**Work instruction**:
Copy every record below exactly, leaving out any pictures.

**Source material**:
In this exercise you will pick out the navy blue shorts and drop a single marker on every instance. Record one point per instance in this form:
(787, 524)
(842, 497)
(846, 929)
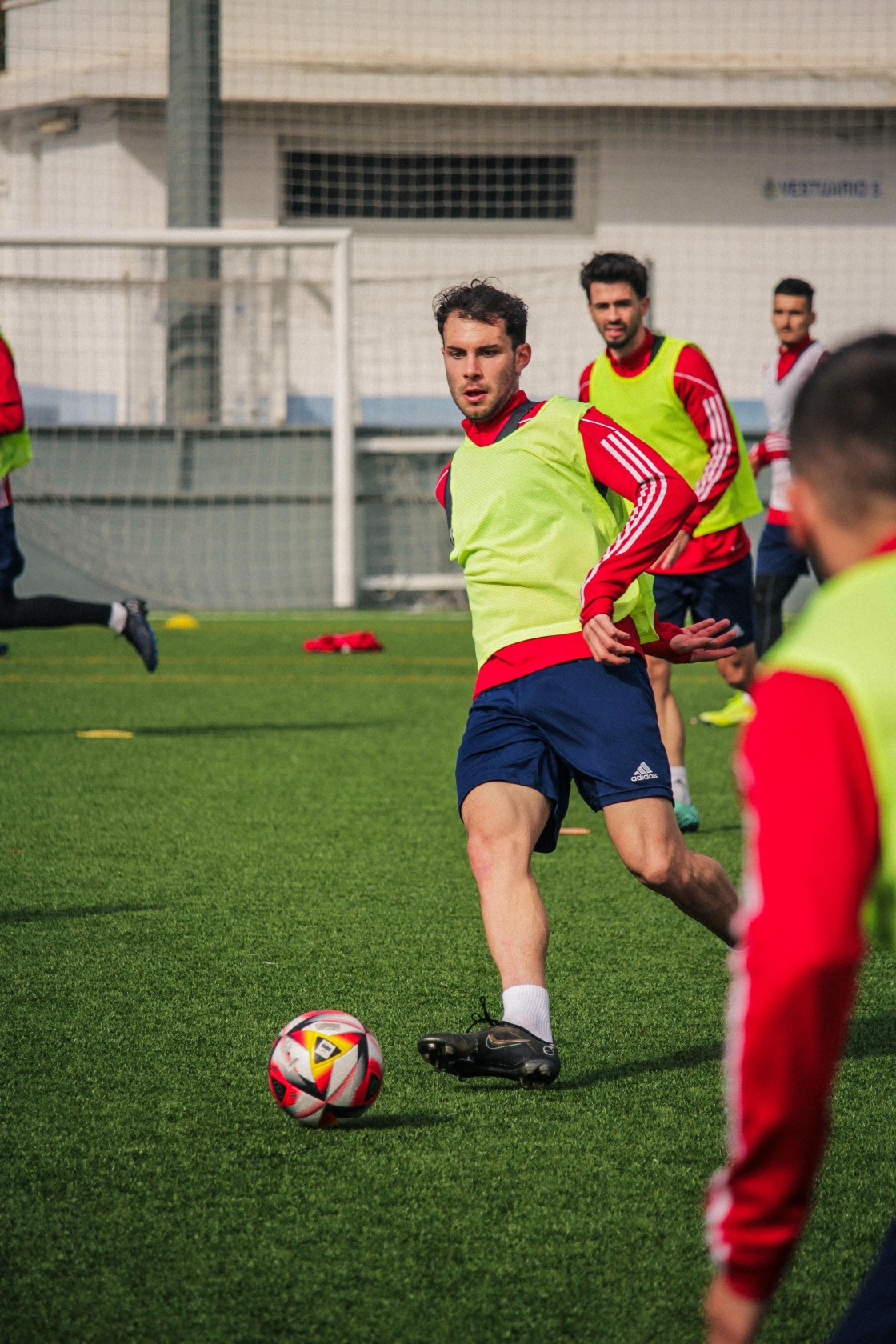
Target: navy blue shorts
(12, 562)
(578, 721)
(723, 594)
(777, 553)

**Answer area**:
In this exercise you will pick out the navy blue shorts and drop a single marker on every instance. Record one point per instance in this form:
(787, 524)
(842, 497)
(846, 929)
Target: navy blue shorts
(12, 562)
(578, 721)
(723, 594)
(777, 553)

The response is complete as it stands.